▸ WORK TO COMPLETE:
Return each line of the records below that contains the string "roof".
*****
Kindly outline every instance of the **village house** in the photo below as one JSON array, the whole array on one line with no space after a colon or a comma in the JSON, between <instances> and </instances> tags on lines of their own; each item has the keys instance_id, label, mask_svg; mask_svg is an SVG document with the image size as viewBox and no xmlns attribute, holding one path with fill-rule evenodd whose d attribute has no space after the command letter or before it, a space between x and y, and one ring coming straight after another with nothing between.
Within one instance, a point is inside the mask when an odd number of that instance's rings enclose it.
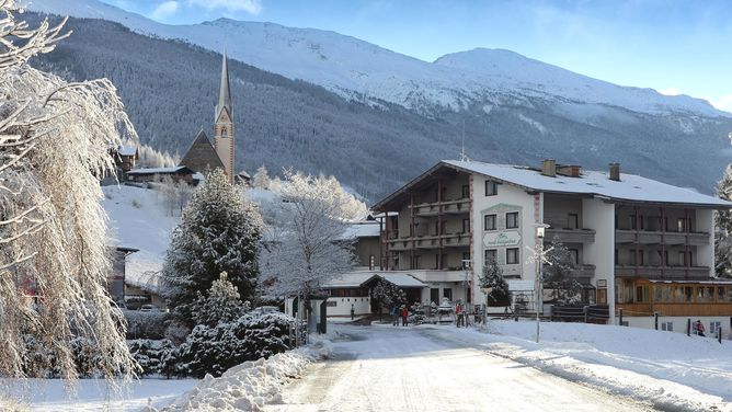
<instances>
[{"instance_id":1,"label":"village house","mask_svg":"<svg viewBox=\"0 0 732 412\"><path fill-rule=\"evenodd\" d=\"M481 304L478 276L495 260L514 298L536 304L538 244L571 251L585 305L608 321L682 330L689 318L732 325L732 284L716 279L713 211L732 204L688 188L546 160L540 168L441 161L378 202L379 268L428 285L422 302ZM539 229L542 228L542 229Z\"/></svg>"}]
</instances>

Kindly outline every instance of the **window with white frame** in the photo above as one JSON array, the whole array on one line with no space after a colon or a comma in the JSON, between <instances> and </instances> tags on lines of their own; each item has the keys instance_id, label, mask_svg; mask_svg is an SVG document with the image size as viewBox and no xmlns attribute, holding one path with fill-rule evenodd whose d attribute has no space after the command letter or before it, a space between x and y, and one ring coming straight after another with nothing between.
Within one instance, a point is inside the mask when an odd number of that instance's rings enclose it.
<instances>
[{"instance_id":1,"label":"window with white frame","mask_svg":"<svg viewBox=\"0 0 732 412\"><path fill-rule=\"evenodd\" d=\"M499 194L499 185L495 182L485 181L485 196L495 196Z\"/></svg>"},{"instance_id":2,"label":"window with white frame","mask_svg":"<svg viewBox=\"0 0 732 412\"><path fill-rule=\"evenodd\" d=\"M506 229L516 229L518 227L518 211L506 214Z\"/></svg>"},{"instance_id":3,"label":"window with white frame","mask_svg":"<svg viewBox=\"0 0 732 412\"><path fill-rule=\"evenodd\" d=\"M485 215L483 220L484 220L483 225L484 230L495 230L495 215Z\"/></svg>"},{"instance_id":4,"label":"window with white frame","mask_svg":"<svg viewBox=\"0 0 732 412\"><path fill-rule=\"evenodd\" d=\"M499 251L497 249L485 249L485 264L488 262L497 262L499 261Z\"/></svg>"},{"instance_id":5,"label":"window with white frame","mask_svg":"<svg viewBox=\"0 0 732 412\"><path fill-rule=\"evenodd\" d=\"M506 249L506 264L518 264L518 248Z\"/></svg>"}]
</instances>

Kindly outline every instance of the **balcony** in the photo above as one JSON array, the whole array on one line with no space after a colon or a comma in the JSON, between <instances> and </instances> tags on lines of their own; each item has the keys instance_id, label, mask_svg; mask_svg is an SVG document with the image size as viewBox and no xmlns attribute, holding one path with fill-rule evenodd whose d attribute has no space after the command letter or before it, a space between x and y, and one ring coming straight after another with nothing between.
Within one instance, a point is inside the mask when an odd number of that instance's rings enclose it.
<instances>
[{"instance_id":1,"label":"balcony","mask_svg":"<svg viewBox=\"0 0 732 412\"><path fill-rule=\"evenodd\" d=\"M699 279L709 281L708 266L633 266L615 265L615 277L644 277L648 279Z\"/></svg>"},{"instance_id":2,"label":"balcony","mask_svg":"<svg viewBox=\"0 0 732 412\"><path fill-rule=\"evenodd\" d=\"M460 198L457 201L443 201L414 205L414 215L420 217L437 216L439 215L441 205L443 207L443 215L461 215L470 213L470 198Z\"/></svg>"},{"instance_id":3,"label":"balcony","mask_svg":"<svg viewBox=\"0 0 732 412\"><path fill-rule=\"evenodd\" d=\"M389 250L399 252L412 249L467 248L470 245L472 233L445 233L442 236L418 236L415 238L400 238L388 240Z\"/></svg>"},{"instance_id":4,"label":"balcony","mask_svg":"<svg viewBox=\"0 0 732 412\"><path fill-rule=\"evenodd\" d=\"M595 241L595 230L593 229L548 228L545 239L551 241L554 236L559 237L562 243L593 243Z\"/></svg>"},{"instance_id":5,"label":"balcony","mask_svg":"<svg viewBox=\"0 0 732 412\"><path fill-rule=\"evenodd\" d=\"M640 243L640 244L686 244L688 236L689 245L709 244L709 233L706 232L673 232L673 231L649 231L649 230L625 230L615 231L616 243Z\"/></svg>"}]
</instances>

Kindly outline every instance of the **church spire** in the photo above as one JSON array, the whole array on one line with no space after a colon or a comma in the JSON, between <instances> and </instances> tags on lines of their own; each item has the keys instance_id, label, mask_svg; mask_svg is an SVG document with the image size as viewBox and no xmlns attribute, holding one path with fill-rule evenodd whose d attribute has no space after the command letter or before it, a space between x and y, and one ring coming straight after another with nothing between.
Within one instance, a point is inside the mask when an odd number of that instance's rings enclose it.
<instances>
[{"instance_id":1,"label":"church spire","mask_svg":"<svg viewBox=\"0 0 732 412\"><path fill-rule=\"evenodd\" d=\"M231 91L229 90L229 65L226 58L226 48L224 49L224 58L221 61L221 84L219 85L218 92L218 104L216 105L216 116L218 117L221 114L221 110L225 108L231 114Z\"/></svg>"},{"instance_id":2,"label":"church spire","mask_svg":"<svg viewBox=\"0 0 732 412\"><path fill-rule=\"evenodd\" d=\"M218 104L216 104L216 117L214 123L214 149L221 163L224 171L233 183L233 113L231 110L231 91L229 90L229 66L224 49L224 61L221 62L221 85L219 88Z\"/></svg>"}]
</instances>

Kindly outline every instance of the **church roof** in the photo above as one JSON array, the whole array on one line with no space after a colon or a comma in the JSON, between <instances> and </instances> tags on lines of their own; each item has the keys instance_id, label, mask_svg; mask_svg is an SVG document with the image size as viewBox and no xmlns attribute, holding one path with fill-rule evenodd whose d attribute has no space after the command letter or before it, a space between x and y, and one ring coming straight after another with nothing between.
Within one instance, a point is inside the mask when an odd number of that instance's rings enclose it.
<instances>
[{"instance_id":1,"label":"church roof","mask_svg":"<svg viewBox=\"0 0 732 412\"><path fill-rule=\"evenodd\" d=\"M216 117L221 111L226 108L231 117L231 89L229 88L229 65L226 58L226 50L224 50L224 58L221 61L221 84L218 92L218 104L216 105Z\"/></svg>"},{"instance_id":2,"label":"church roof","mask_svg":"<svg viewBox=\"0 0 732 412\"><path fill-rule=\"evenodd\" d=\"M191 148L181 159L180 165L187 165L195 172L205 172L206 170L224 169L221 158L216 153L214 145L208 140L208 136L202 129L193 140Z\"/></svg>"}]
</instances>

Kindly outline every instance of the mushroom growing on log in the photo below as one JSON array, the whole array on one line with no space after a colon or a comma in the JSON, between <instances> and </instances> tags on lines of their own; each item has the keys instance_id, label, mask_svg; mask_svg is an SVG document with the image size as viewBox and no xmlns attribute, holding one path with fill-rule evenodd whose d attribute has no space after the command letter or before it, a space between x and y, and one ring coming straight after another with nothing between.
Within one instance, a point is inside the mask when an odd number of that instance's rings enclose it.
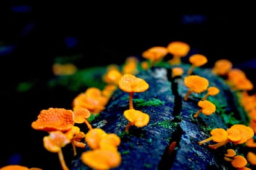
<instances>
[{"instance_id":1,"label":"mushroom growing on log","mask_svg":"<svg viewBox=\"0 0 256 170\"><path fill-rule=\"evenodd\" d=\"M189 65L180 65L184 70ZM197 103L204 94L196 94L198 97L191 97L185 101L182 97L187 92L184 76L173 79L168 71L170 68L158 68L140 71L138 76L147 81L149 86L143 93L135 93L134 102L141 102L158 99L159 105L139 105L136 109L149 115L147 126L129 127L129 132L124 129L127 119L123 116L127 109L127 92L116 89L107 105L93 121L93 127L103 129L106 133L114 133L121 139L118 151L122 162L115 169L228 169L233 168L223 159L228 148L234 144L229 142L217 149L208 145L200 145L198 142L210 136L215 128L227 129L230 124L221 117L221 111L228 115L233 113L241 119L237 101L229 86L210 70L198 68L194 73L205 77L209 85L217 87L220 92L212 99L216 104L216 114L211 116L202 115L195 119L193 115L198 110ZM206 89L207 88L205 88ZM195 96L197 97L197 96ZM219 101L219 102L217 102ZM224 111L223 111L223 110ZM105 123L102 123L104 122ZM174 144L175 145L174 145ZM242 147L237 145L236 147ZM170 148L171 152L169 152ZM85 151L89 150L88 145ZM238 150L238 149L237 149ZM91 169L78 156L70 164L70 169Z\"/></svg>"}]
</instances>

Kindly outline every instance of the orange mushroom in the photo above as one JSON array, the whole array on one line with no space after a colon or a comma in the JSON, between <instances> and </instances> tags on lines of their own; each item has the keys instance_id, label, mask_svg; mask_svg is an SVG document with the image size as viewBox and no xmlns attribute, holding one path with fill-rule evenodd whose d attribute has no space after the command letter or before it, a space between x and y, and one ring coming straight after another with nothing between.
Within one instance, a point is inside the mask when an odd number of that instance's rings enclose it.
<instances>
*****
▸ RESULT:
Kindly outline every instance of the **church roof** in the photo above as one JSON array, the whole array on one line with no space after a colon or a comma in the JSON, between <instances> and </instances> tags on lines of their own; each item has the keys instance_id, label, mask_svg; mask_svg is an SVG document with the image size as viewBox and no xmlns attribute, holding one path with fill-rule evenodd whose d attribute has no space after the command letter or before it, a space between x and y, and one ring coming straight after another with nothing between.
[{"instance_id":1,"label":"church roof","mask_svg":"<svg viewBox=\"0 0 732 412\"><path fill-rule=\"evenodd\" d=\"M216 117L221 111L226 108L231 117L231 89L229 88L229 65L226 58L226 50L224 50L224 58L221 61L221 84L218 92L218 104L216 105Z\"/></svg>"},{"instance_id":2,"label":"church roof","mask_svg":"<svg viewBox=\"0 0 732 412\"><path fill-rule=\"evenodd\" d=\"M191 148L181 159L180 165L187 165L195 172L205 172L206 170L224 169L221 158L216 153L214 145L208 140L208 136L202 129L193 140Z\"/></svg>"}]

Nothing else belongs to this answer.